» **The problem**
In the data below, find the line that contains "Target: sunlit rock face" and the line that contains "green forest, each". Copy both, plus every line between them, exactly.

» **Data records**
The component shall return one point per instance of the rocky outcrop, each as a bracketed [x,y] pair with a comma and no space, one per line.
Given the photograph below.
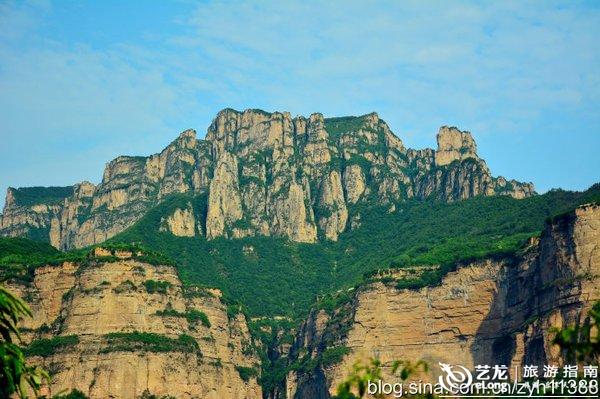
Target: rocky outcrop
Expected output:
[485,312]
[261,174]
[116,329]
[181,223]
[454,145]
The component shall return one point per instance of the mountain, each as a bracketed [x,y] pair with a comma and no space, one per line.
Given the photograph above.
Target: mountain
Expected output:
[492,311]
[116,321]
[262,174]
[267,258]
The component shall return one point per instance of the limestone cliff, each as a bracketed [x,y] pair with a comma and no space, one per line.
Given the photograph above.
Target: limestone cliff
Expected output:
[115,326]
[262,174]
[485,312]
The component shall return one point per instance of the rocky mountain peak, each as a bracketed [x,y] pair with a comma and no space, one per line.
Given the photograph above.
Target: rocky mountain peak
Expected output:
[454,145]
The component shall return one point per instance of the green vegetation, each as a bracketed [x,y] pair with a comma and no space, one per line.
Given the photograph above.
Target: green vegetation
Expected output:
[74,394]
[246,373]
[193,316]
[16,377]
[28,196]
[47,347]
[148,342]
[279,277]
[157,287]
[581,342]
[19,257]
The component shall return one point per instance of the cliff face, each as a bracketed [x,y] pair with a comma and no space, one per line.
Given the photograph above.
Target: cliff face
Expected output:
[114,329]
[262,174]
[486,312]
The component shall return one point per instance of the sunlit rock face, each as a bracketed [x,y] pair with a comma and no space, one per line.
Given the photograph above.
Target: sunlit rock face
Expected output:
[260,173]
[485,312]
[89,304]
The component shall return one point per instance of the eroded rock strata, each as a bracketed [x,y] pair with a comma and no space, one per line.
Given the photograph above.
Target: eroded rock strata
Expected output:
[262,174]
[485,312]
[114,329]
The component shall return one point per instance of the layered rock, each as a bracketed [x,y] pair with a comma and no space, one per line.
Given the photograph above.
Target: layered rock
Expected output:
[95,315]
[485,312]
[261,174]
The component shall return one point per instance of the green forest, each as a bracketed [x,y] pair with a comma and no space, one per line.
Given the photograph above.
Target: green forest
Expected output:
[270,276]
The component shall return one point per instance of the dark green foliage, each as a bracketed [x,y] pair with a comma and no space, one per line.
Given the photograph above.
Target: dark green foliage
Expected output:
[148,342]
[194,316]
[74,394]
[284,278]
[47,347]
[334,355]
[581,343]
[157,287]
[28,196]
[20,256]
[338,126]
[246,373]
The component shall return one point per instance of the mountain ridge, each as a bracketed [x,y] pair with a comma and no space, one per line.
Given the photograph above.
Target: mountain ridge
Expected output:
[264,174]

» **Output below**
Target: sunlit rock face
Expected output:
[260,173]
[485,312]
[89,304]
The component shall return one point per instance of the eroded rock strata, each as a bracketed [x,y] pair with a comma and no space, one per line.
Given the photograph above.
Target: eroded rock strata
Expected output:
[262,174]
[485,312]
[114,329]
The component shall return one point per instance of the layered rock, each as a bracketed [x,y] pair with a comma and no space, one per line.
Given the photograph above.
Target: layered rock
Expected output:
[95,315]
[485,312]
[261,174]
The component shall return one point per instance of the green forest, each as a bracketed [x,y] pair with a comma and no space, one per line.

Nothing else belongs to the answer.